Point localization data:
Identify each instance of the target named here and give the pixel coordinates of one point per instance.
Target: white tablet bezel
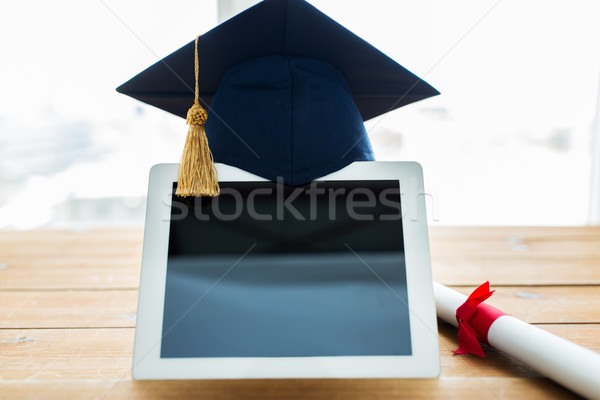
(424, 361)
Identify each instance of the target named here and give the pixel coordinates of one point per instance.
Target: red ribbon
(474, 321)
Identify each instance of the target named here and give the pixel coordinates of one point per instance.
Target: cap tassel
(197, 175)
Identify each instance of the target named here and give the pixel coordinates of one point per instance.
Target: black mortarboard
(288, 90)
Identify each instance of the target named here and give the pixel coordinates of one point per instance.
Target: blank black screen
(268, 270)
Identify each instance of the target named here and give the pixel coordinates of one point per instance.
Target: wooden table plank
(97, 259)
(284, 389)
(68, 309)
(467, 270)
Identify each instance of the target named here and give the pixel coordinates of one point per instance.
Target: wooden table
(68, 306)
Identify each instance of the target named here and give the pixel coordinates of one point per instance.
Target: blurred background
(514, 138)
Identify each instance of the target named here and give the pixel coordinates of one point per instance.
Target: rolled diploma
(567, 363)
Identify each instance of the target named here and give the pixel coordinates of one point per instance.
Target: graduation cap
(287, 90)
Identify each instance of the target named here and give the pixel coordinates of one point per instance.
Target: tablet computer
(325, 280)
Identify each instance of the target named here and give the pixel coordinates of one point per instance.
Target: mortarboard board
(287, 88)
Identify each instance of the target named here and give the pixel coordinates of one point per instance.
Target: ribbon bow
(470, 333)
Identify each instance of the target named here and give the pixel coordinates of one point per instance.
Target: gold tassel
(197, 175)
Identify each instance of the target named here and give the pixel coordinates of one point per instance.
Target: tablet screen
(269, 270)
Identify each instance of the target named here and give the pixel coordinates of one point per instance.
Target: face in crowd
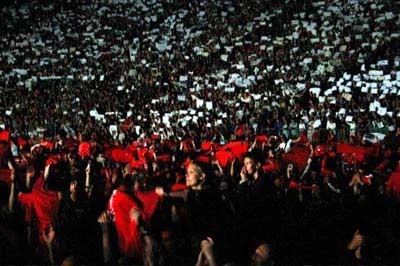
(250, 165)
(194, 176)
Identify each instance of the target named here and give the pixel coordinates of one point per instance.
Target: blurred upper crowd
(107, 97)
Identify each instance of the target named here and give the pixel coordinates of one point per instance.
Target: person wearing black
(257, 201)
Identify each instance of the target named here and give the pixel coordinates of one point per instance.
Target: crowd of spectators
(285, 113)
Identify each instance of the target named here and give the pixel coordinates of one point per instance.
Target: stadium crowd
(200, 132)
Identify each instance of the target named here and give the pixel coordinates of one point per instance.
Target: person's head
(251, 163)
(261, 254)
(194, 175)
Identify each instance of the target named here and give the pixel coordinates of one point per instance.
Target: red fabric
(262, 138)
(42, 203)
(121, 204)
(150, 201)
(5, 176)
(240, 130)
(348, 151)
(84, 149)
(238, 148)
(293, 185)
(52, 160)
(203, 159)
(208, 146)
(155, 136)
(22, 142)
(320, 150)
(47, 144)
(121, 155)
(223, 157)
(187, 145)
(142, 153)
(393, 185)
(298, 156)
(165, 158)
(5, 135)
(178, 187)
(270, 167)
(136, 164)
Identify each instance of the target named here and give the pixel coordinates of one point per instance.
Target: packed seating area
(109, 108)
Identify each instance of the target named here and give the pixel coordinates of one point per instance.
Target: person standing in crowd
(256, 203)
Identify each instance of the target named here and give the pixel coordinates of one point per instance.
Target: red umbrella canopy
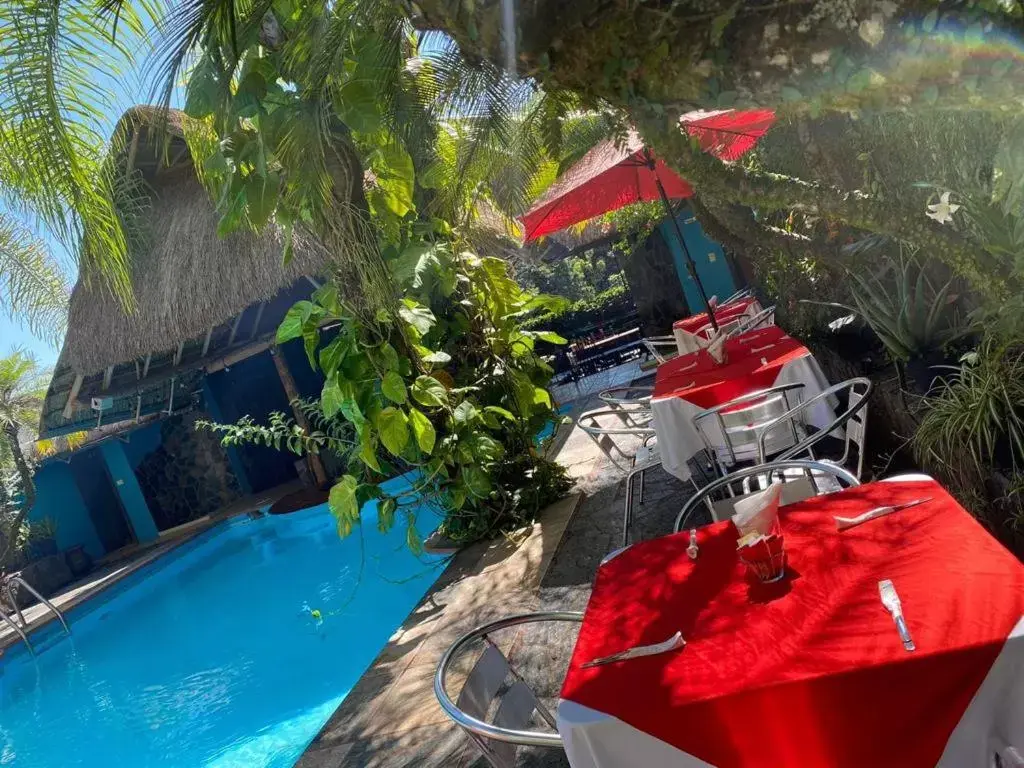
(608, 176)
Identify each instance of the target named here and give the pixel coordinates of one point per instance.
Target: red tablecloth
(810, 671)
(695, 322)
(708, 384)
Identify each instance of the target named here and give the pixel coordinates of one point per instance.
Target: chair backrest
(730, 431)
(516, 705)
(809, 478)
(653, 344)
(619, 396)
(742, 293)
(761, 320)
(853, 421)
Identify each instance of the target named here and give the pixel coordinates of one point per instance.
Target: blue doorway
(712, 267)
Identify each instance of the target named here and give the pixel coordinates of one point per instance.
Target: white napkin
(717, 348)
(756, 513)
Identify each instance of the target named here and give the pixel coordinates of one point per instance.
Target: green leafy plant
(975, 421)
(911, 316)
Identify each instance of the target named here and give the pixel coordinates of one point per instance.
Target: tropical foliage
(23, 386)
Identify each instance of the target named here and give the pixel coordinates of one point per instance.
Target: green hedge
(581, 315)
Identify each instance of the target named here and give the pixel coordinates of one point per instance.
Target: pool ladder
(5, 586)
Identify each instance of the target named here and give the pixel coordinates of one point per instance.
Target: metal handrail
(761, 469)
(480, 727)
(17, 630)
(15, 579)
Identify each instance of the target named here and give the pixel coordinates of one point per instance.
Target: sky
(129, 88)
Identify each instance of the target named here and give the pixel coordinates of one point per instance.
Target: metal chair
(762, 320)
(742, 293)
(634, 423)
(486, 682)
(627, 396)
(801, 479)
(853, 421)
(731, 431)
(666, 342)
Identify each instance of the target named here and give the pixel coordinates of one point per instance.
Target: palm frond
(56, 59)
(34, 289)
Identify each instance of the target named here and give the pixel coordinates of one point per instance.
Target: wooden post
(292, 392)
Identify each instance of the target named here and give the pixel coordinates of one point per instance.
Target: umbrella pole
(691, 266)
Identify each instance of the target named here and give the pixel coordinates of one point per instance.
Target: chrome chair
(853, 422)
(751, 323)
(655, 343)
(801, 479)
(627, 396)
(742, 293)
(486, 683)
(731, 431)
(631, 422)
(647, 458)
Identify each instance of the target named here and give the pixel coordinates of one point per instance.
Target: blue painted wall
(141, 442)
(57, 497)
(712, 265)
(128, 488)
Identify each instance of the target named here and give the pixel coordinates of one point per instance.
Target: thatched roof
(185, 279)
(198, 296)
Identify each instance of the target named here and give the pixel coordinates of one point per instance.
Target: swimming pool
(212, 656)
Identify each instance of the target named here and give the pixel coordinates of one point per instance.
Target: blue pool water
(211, 657)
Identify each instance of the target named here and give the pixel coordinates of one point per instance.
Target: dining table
(685, 330)
(809, 671)
(690, 384)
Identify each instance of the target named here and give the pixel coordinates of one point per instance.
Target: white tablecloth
(678, 439)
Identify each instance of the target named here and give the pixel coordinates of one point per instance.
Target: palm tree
(23, 388)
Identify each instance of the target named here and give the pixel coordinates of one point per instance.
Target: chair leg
(628, 516)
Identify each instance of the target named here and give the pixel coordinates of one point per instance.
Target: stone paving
(391, 717)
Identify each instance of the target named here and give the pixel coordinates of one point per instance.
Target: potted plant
(42, 539)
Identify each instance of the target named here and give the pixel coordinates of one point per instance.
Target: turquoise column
(213, 408)
(128, 488)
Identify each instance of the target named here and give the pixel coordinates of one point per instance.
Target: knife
(891, 601)
(847, 522)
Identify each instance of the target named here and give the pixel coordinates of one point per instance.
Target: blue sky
(129, 88)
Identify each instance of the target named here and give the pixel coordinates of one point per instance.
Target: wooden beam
(237, 356)
(206, 342)
(259, 316)
(73, 395)
(235, 328)
(292, 392)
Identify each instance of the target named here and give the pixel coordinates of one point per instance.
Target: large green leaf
(423, 429)
(430, 392)
(392, 425)
(331, 397)
(393, 387)
(418, 316)
(343, 505)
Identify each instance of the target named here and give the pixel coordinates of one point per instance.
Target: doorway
(101, 500)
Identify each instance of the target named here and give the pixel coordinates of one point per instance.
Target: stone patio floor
(391, 717)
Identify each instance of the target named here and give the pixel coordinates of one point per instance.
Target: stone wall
(187, 476)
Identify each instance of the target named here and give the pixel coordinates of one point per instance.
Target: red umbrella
(608, 177)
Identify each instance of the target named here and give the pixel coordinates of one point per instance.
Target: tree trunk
(292, 391)
(28, 492)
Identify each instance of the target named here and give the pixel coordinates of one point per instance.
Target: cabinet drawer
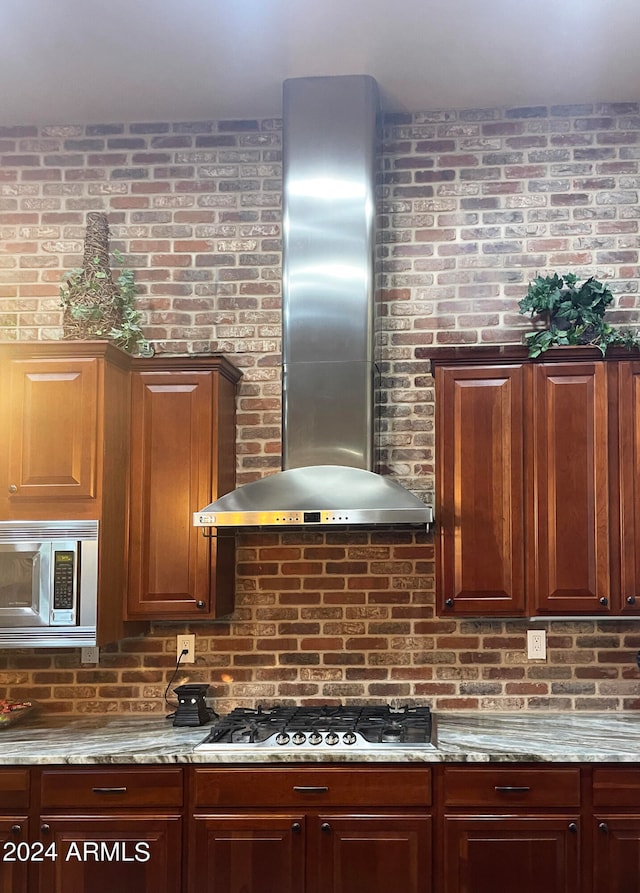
(14, 788)
(275, 787)
(111, 788)
(506, 788)
(616, 787)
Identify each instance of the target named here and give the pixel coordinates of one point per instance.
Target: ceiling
(89, 61)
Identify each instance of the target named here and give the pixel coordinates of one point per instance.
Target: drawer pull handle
(511, 789)
(310, 788)
(109, 790)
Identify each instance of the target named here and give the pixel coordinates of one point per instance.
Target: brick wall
(473, 204)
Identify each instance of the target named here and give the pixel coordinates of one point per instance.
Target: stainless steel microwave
(48, 583)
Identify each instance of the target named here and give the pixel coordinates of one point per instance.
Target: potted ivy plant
(573, 313)
(95, 303)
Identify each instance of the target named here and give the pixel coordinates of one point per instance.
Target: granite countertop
(478, 737)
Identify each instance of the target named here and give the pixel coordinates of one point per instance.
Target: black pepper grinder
(192, 709)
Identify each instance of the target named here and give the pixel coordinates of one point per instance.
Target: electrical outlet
(536, 644)
(188, 644)
(90, 655)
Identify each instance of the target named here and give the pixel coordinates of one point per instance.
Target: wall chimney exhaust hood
(329, 374)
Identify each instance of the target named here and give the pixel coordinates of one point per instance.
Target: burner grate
(322, 727)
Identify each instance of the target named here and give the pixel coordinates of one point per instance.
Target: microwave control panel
(64, 587)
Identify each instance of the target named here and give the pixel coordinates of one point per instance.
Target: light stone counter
(476, 736)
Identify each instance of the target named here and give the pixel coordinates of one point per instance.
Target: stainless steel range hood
(329, 373)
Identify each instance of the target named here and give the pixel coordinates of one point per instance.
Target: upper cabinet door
(480, 490)
(52, 432)
(569, 509)
(629, 484)
(182, 457)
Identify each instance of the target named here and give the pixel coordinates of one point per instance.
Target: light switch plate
(536, 644)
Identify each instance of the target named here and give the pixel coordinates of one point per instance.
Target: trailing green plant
(573, 313)
(95, 304)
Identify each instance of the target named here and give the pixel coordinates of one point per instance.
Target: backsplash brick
(473, 204)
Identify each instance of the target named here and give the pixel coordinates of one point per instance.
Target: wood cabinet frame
(537, 467)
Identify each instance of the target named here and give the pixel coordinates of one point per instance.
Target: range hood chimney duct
(329, 373)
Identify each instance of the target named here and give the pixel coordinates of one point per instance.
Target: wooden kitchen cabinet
(111, 829)
(616, 829)
(261, 852)
(14, 829)
(64, 429)
(511, 829)
(533, 458)
(379, 852)
(311, 830)
(527, 854)
(480, 487)
(182, 458)
(64, 450)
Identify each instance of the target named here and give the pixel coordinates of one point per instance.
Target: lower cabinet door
(381, 854)
(111, 854)
(247, 854)
(15, 854)
(527, 855)
(616, 854)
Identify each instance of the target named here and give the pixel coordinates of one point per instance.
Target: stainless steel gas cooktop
(320, 728)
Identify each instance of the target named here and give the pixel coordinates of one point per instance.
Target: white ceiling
(88, 61)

◆ TASK BRIEF ◆
Exactly the lines from the one holding "Target: backsplash brick" through the end of the data are to be repeated, with both ends included.

◆ ANSWER TO THE EXERCISE ◆
Target: backsplash brick
(473, 204)
Identify each instance of the target named here and give the pixel coordinates of one point per instance.
Target: wood cabinet frame
(537, 467)
Identify each instance of the target named here and give the pixel coordinates of one point per instance.
Target: range hood chimney duct
(329, 373)
Identify each instance of the target named here and give the pixel coordinates of one point per instance.
Target: wooden kitchen cabinet
(111, 829)
(616, 829)
(261, 852)
(14, 829)
(64, 429)
(511, 829)
(533, 458)
(379, 852)
(311, 830)
(527, 854)
(480, 487)
(182, 458)
(64, 450)
Identify each instance of the target named here and give the pixel coordinates of one point per instance.
Target: lower cabinet door
(381, 854)
(111, 854)
(247, 854)
(15, 854)
(527, 855)
(616, 854)
Identify each instance of the target named here and give the pixel coordinates of one point per instance.
Target: stainless steel gas cooktop
(320, 728)
Identify each instance of the target named here and give the pixel coordinates of one point per instance.
Target: white ceiling
(88, 61)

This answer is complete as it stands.